__What needs to be done__:
Repeat exactly, and only, the lines from the line containing "Target = thermostat on wall" through the last line of the records below, including both.

** Start Stored data **

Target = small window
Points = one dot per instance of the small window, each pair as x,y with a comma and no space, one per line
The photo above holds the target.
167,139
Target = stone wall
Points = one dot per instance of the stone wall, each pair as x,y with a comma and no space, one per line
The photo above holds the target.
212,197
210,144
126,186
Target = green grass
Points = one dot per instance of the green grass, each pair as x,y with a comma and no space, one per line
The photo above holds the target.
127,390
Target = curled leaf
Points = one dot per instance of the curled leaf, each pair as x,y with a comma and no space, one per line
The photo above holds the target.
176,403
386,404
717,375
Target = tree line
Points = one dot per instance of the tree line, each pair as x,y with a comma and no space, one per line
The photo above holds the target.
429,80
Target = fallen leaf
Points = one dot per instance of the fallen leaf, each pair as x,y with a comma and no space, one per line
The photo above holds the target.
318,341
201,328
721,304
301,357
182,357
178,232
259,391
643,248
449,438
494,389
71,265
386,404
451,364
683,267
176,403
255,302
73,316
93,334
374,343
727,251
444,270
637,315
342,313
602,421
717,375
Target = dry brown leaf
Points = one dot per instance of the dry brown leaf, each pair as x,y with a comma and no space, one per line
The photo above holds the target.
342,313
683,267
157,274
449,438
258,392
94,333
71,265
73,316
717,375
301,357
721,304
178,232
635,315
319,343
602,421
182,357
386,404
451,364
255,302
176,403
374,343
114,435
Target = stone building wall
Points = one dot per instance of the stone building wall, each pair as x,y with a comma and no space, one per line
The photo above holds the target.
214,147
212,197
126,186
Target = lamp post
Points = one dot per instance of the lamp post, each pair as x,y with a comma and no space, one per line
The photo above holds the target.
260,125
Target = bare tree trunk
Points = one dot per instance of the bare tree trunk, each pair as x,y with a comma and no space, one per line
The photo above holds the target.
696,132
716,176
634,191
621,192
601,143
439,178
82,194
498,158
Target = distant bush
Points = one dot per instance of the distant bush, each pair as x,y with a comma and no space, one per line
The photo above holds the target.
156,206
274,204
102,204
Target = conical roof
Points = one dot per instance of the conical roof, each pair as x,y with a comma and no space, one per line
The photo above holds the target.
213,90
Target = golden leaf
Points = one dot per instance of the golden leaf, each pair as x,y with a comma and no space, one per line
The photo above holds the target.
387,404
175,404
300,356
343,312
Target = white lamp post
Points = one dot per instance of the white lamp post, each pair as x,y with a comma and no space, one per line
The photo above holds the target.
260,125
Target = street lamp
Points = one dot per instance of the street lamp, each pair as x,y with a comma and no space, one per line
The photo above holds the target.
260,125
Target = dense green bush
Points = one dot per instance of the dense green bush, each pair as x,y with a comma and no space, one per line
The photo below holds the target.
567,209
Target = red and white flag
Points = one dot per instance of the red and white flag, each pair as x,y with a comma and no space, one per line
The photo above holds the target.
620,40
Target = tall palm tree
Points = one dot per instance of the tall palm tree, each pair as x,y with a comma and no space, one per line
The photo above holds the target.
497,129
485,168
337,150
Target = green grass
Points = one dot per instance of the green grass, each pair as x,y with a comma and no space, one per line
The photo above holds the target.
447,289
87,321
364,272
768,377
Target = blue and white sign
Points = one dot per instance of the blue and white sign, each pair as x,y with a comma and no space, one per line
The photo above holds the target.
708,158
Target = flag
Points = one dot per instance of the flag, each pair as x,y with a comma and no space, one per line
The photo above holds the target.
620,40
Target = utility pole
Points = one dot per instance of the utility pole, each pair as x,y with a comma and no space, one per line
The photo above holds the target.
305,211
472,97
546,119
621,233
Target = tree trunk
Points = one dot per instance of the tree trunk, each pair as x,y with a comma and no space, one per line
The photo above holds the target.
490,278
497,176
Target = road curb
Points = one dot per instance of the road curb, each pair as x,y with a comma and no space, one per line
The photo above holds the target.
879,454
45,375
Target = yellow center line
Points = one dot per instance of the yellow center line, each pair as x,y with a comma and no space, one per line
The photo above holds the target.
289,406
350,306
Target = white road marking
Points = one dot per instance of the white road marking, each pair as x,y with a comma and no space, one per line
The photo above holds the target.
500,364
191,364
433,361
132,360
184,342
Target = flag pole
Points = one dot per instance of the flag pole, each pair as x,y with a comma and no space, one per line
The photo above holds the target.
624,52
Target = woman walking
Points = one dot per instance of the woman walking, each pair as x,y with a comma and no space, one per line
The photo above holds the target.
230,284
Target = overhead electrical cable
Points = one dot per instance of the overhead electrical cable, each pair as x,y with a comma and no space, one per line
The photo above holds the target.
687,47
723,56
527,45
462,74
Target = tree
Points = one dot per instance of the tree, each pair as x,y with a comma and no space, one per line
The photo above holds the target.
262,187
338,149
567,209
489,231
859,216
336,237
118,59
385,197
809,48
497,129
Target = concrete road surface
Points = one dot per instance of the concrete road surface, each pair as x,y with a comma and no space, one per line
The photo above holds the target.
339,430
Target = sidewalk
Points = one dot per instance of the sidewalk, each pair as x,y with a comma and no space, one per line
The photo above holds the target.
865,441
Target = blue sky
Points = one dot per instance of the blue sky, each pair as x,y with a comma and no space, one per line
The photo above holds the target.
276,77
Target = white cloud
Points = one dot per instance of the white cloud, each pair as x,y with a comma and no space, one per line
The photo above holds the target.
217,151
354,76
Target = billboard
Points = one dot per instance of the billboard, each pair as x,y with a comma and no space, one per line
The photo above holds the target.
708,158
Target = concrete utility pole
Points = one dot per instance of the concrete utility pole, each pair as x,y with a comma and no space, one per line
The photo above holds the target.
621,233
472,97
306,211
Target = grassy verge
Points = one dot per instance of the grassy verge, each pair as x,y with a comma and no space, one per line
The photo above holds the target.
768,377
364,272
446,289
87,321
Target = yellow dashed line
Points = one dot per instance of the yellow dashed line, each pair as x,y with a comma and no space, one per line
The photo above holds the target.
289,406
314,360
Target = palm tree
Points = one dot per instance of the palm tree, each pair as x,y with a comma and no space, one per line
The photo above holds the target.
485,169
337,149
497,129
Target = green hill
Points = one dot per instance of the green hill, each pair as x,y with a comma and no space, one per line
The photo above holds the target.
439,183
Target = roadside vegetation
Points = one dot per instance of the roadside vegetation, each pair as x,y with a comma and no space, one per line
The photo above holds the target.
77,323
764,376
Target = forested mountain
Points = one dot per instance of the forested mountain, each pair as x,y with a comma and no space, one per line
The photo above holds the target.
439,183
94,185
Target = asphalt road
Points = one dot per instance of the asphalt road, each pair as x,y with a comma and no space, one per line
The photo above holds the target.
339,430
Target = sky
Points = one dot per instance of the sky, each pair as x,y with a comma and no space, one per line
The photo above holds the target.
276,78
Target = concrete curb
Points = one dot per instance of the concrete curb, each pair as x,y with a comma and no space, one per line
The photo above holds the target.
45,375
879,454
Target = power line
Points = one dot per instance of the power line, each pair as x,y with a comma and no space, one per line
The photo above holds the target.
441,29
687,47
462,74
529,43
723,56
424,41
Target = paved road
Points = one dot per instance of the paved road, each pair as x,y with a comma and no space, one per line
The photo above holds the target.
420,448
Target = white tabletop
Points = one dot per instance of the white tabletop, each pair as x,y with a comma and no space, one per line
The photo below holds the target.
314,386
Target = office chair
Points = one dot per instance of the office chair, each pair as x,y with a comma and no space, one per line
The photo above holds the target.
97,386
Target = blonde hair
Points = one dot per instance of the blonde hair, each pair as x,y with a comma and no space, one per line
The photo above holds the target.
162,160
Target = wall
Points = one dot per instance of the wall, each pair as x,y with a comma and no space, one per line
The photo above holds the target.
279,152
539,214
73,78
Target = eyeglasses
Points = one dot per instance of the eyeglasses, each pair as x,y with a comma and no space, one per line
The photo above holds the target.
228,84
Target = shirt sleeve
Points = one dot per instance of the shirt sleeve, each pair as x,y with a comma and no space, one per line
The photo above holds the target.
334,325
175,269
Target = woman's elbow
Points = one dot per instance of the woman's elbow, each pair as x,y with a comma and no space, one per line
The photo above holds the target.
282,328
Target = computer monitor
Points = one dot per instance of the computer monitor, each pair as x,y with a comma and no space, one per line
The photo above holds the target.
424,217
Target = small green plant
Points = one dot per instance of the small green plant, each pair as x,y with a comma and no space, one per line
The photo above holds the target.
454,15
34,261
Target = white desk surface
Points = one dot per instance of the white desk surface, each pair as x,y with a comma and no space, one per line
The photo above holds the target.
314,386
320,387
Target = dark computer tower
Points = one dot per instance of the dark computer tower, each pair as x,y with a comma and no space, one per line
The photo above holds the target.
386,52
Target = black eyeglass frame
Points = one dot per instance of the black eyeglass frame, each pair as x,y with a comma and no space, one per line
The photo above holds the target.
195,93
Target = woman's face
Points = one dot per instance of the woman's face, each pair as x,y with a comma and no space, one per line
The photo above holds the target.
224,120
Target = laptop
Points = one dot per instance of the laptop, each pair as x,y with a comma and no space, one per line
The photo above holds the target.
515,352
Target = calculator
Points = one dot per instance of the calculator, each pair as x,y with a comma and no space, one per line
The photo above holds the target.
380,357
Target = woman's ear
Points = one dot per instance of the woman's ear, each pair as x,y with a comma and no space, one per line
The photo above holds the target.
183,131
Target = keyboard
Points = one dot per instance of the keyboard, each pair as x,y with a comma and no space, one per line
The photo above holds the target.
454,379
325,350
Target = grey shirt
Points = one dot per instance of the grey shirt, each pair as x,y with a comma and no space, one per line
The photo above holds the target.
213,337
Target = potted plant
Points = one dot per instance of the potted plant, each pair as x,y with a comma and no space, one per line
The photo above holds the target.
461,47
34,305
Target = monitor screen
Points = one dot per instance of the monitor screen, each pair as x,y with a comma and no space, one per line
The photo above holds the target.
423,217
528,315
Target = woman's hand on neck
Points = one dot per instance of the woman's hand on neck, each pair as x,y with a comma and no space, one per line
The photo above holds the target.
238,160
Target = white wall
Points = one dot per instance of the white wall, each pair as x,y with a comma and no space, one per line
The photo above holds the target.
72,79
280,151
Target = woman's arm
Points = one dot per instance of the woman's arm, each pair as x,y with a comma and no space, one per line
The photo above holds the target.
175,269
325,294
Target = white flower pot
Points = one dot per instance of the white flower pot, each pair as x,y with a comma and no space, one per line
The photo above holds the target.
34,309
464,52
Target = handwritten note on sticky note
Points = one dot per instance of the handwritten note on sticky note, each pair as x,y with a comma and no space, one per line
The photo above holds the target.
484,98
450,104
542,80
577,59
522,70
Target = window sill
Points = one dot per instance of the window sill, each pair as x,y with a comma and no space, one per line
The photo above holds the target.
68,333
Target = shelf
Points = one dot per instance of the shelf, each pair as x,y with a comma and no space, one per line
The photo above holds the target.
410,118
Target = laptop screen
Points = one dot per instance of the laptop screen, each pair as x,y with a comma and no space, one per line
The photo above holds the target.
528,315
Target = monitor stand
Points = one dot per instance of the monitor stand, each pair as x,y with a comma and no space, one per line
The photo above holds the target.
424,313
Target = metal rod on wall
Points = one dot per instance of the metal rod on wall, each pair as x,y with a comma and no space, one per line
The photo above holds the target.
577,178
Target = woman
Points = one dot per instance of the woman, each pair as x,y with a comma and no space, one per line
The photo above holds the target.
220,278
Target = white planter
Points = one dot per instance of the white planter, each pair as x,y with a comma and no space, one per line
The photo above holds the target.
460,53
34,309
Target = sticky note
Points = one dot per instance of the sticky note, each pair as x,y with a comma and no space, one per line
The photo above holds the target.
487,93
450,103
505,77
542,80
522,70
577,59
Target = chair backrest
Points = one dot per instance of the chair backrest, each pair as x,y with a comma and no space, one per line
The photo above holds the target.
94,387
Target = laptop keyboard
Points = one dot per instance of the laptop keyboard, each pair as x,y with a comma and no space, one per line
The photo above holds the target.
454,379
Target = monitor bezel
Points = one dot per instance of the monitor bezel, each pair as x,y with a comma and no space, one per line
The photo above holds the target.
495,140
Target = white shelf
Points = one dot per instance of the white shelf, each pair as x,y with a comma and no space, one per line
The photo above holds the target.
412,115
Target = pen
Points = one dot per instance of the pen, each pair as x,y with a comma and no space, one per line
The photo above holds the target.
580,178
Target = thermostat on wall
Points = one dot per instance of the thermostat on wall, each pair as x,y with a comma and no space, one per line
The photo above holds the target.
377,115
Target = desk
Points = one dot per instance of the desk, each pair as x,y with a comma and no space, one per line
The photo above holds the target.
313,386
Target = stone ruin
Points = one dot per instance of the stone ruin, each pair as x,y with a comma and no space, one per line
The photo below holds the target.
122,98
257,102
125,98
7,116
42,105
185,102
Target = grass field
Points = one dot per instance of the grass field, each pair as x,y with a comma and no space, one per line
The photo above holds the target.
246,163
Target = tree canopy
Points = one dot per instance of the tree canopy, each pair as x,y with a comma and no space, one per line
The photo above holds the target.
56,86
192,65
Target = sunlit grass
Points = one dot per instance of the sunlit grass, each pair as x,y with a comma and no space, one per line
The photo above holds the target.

** End Stored data **

__Right answer__:
Target = thermostat on wall
Points = one dot per instance of the thermostat on wall, each pair as x,y with a comma and no space, one per line
The photo above holds the target.
377,115
Target = desk
Points = one dot per instance of the desk, each pair as x,y with a comma and no space, one per line
The photo above holds the target.
313,386
Target = stone ruin
Points = one dot per instance of the stone ruin, each pair as x,y with a comma and no space, one per line
The photo below holds the target.
122,98
257,102
125,98
7,116
42,105
185,102
Target = grass field
Points = one dot per instance of the grass field, each pair as x,y with a comma and no space, one per line
The photo above holds the target.
246,163
Target = tree canopy
Points = one dot per instance of the tree canopy, each pair as x,y with a comma and no space, one per line
The photo above holds the target.
56,86
192,65
Target = sunlit grass
Points = one dot per instance of the sunlit grass, each pair as x,y with a comma and no space, one per line
The photo above holds the target.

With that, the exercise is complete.